● DATASET EXCERPTS
* * * * * * * * *

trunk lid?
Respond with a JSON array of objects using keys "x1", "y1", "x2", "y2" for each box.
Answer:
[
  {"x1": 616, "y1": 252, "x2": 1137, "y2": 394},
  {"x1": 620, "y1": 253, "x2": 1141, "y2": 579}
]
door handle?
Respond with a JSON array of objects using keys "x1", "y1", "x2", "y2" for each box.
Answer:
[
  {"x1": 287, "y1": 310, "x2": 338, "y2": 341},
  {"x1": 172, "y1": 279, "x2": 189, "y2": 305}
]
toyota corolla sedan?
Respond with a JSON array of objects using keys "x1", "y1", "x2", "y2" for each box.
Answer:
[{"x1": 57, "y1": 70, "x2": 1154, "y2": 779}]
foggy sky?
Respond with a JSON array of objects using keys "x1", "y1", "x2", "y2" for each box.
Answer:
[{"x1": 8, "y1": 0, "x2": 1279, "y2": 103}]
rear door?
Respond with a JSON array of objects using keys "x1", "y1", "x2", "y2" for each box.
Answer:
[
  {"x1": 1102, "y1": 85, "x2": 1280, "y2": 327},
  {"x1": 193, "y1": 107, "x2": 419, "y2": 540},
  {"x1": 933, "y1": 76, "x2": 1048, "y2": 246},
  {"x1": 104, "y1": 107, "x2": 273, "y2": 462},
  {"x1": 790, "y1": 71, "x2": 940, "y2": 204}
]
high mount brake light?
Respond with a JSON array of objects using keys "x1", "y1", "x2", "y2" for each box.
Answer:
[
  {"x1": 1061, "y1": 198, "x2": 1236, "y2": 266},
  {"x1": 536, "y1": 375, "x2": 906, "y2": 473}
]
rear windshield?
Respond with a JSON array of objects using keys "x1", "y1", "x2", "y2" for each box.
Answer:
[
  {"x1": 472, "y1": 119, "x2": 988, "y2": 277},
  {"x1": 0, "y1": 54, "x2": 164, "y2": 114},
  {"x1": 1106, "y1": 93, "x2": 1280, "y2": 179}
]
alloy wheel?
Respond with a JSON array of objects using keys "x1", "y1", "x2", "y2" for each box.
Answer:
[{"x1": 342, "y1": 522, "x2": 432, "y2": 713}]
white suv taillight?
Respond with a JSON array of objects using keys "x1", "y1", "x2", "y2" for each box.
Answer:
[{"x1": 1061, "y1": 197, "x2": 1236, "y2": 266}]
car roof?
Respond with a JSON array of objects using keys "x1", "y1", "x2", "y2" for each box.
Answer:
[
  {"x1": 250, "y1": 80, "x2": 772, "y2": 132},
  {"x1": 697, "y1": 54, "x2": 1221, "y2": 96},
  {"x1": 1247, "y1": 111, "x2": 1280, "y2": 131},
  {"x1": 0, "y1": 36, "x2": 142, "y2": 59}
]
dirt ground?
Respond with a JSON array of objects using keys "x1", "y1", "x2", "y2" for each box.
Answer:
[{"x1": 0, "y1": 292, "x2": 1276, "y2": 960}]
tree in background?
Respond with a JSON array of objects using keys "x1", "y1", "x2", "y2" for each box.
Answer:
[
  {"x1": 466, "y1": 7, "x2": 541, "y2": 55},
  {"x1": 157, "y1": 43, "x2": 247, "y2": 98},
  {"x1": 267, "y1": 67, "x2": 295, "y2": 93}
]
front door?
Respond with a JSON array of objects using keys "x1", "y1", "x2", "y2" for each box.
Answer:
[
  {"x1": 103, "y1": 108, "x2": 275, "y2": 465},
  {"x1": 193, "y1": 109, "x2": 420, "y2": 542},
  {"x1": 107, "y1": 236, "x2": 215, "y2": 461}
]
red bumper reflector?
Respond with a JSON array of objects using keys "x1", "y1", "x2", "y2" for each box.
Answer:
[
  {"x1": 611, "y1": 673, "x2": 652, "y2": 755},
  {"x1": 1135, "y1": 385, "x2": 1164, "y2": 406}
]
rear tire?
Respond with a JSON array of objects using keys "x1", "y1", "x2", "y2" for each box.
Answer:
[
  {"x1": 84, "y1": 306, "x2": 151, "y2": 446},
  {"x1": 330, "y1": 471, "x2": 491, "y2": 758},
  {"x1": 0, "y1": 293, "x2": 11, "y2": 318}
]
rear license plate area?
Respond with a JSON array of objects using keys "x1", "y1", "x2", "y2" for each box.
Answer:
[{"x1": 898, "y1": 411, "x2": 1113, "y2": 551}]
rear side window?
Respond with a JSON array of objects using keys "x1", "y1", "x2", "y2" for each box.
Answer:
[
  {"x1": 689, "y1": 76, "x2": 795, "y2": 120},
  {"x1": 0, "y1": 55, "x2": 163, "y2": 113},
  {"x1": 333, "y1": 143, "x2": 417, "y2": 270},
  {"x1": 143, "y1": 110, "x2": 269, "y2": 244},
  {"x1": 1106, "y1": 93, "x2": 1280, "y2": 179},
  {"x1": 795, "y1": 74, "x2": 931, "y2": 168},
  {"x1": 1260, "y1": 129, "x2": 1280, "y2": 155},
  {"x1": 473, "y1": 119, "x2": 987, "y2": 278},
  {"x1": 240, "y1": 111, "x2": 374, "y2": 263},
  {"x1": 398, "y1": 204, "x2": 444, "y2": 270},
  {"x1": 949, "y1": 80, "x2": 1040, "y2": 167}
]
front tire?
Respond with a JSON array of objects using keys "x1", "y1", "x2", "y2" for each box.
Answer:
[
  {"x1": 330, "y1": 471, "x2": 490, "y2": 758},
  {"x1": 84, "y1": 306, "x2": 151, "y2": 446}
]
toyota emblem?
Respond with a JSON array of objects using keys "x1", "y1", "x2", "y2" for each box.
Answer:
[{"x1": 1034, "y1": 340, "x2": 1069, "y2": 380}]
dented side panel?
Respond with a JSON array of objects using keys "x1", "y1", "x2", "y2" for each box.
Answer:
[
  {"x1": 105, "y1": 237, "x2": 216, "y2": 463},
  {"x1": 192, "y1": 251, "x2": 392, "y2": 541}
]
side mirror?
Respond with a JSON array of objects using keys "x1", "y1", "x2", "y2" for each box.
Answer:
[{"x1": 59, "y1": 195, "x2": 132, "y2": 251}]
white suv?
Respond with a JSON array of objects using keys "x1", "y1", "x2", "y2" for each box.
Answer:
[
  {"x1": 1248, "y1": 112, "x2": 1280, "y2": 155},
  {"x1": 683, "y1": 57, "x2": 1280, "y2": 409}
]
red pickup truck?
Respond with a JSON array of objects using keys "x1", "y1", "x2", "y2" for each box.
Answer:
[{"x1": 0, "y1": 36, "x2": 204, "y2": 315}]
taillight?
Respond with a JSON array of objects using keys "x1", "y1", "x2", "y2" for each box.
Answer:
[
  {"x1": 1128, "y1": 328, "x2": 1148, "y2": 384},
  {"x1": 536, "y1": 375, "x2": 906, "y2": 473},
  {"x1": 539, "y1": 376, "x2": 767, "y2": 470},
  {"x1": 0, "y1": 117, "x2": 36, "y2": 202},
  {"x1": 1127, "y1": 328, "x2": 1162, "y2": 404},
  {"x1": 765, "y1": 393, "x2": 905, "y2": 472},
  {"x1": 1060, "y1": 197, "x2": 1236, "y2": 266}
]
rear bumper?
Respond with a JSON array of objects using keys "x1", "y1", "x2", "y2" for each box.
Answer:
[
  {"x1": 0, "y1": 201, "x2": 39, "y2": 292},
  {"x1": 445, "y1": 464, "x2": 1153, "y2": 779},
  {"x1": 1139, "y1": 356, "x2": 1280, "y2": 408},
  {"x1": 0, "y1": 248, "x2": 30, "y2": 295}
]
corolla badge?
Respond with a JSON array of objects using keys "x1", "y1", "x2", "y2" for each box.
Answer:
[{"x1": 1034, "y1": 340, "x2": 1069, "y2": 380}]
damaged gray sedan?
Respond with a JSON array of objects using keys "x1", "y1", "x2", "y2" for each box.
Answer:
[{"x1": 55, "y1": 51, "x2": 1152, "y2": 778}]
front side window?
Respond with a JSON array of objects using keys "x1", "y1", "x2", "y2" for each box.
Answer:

* * * * * * * * *

● EXERCISE REQUIREMENTS
Show the lines above that have the word "toyota".

● RESPONSE BOX
toyota corolla sedan?
toyota emblem?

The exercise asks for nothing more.